**PROVIDED PASSAGE**
::::::
SpaceX Investigates Falcon 9 Engine Anomaly As Dragon Heads For ISS
By Mark Carreau email@example.com
Source: AWIN First
The SpaceX CRS-1 flight and those expected to begin in 2013 with a second ISS resupply provider, Orbital Sciences Corp., of Dulles, Va., bode well for efforts by U.S. policy makers to shift NASA’s focus away from Earth-orbit operations to deep-space science initiatives and human exploration, Bolden says.
“What this does is strengthen our position of leadership,” he said of U.S. global standing in space. “Every time we have a successful mission, that gives the nonbelievers one more opportunity to get on board.”
Aboard the ISS, NASA and Japanese astronauts Sunita Williams and Akihiko Hoshide will be positioned in the Cupola observation deck at the controls of Canada’s robot arm as Dragon makes its Oct. 10 approach. Once Dragon is within reach of the 58-ft.-long robot arm, the two astronauts will grapple and berth the capsule. The grapple is scheduled for 7:23 a.m. EDT.
::::::
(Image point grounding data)

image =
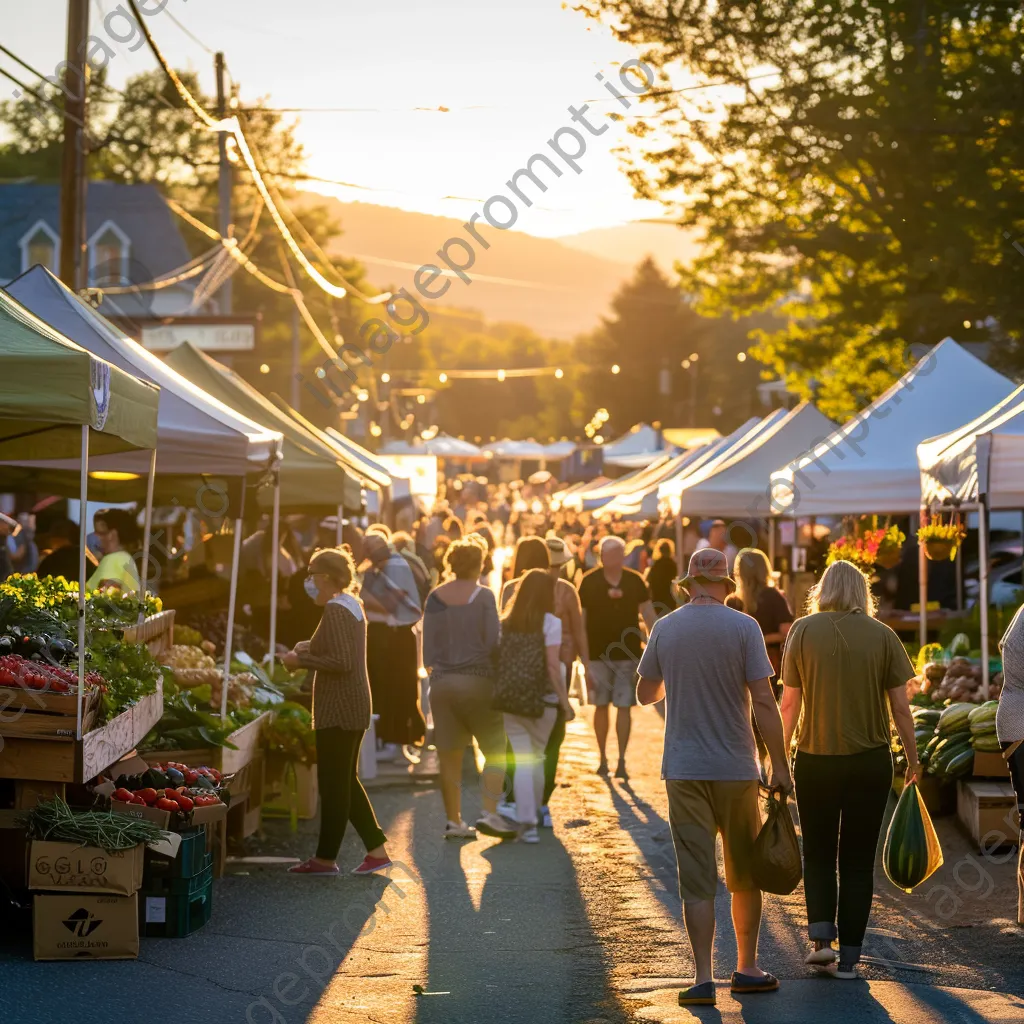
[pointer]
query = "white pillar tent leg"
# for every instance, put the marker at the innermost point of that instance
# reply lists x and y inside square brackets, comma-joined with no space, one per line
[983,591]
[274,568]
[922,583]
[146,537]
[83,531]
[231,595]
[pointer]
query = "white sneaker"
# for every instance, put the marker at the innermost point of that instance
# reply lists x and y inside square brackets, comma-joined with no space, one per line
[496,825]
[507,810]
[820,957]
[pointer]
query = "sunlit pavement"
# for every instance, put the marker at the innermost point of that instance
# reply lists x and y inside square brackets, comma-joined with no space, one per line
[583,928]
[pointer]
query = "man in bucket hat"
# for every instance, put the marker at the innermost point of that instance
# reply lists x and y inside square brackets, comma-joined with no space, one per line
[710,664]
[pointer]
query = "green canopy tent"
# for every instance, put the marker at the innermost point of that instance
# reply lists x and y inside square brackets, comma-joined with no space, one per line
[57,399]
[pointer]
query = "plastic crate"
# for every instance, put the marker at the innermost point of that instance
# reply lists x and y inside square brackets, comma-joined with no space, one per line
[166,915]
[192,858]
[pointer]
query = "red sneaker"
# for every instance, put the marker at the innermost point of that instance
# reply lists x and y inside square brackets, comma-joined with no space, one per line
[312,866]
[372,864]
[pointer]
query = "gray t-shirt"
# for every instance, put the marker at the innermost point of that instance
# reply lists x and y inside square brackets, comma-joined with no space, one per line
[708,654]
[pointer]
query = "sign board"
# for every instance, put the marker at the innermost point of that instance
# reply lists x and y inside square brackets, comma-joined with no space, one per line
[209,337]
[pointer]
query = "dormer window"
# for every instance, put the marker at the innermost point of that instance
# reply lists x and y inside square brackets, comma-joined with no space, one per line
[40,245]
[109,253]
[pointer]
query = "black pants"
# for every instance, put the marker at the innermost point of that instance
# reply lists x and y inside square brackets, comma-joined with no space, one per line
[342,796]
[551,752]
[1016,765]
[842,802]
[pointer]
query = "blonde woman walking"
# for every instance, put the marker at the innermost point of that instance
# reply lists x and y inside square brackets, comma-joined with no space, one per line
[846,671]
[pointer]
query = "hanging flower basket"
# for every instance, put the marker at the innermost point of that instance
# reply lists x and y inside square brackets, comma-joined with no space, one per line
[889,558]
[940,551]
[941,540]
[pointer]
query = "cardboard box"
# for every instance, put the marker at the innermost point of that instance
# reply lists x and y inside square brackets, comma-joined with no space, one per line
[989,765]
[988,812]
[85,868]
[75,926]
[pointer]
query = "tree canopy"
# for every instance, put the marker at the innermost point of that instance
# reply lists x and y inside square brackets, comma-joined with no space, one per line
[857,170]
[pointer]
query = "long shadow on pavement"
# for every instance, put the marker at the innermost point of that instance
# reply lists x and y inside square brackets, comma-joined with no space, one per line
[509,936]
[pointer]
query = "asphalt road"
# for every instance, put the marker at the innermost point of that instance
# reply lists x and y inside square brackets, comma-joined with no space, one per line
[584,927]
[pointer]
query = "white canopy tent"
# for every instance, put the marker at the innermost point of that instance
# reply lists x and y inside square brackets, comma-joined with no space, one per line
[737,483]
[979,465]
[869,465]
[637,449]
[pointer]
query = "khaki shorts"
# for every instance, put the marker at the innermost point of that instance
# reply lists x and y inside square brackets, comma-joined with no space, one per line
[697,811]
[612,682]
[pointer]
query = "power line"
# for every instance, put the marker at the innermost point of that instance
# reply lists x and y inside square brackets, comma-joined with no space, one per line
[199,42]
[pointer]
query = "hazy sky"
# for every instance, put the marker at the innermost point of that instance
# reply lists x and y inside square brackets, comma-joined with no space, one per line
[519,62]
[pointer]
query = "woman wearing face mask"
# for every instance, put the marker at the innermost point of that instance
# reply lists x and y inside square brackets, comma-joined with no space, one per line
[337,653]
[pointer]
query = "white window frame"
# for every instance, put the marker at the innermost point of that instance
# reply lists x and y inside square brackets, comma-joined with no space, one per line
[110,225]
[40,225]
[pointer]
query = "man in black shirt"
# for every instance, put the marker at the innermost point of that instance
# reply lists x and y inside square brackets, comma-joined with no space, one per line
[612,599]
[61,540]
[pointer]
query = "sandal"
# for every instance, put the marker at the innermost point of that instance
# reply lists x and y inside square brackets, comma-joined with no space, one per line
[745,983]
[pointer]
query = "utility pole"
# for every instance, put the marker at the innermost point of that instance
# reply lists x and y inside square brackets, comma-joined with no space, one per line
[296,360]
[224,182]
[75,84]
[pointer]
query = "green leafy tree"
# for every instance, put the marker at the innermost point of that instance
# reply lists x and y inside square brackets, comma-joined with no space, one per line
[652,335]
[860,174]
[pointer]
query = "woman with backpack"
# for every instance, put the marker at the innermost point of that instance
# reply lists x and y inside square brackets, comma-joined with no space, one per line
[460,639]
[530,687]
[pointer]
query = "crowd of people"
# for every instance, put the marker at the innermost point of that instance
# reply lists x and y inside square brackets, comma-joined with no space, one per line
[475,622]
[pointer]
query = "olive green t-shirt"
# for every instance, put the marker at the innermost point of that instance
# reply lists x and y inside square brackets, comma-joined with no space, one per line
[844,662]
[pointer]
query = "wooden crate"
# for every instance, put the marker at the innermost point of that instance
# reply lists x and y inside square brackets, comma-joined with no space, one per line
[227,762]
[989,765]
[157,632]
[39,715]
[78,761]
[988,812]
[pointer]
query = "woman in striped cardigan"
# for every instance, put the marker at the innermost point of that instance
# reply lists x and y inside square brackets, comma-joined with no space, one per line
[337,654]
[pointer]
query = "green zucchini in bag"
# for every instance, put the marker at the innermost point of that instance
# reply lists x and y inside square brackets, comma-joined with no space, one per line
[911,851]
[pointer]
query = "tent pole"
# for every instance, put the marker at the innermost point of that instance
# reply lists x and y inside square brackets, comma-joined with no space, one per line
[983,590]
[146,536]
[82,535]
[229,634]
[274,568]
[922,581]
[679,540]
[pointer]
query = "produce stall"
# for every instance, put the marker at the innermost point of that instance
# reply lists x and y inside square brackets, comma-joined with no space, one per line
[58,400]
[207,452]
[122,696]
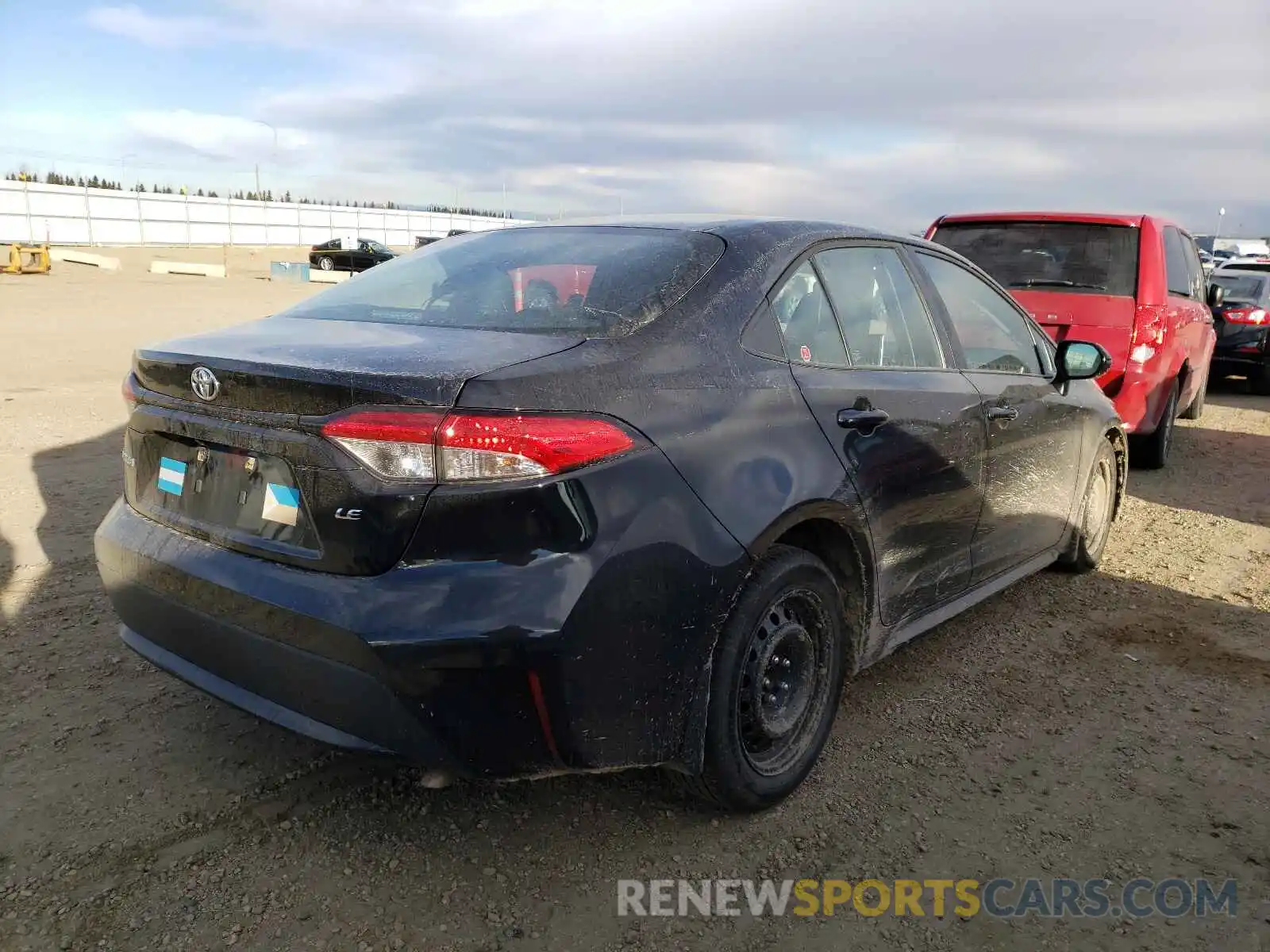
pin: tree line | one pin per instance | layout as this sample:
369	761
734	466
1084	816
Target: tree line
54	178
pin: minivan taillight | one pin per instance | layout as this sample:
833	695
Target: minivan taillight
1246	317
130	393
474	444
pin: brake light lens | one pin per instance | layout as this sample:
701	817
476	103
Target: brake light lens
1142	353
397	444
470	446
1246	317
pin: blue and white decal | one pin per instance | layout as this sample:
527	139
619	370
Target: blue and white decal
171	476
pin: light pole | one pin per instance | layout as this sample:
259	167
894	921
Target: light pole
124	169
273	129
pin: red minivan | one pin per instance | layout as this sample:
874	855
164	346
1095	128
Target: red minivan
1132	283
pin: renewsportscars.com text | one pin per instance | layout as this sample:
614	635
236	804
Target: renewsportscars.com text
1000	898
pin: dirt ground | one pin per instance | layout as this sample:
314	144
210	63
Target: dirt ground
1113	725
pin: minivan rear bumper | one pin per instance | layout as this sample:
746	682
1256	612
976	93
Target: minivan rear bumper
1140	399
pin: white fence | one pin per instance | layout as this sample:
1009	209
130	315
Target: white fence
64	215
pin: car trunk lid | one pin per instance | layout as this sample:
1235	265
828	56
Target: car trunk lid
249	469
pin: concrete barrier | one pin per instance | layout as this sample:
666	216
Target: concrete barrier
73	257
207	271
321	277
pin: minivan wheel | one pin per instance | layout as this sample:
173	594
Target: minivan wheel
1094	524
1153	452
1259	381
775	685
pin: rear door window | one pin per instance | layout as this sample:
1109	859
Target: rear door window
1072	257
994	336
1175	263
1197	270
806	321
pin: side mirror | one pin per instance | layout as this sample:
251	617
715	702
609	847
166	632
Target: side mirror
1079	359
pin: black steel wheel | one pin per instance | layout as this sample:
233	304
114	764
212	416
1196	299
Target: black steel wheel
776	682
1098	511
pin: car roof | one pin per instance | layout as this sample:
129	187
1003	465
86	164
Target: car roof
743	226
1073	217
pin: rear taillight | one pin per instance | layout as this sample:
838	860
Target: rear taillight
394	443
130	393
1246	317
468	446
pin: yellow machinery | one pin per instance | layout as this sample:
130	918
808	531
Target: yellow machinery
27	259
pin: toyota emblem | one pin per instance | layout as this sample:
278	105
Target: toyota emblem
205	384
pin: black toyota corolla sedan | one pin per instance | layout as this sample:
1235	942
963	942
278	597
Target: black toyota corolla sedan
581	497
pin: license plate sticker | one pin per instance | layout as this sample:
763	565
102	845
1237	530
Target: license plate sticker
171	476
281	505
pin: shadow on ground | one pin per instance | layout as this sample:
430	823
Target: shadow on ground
::::::
**ASSIGNMENT**
From the SpaceX article, set down the part starting with "SpaceX Investigates Falcon" and going on through "exploration, Bolden says.", word for word.

**ANSWER TO THIS PROBLEM**
SpaceX Investigates Falcon 9 Engine Anomaly As Dragon Heads For ISS
By Mark Carreau email@example.com
Source: AWIN First
The SpaceX CRS-1 flight and those expected to begin in 2013 with a second ISS resupply provider, Orbital Sciences Corp., of Dulles, Va., bode well for efforts by U.S. policy makers to shift NASA’s focus away from Earth-orbit operations to deep-space science initiatives and human exploration, Bolden says.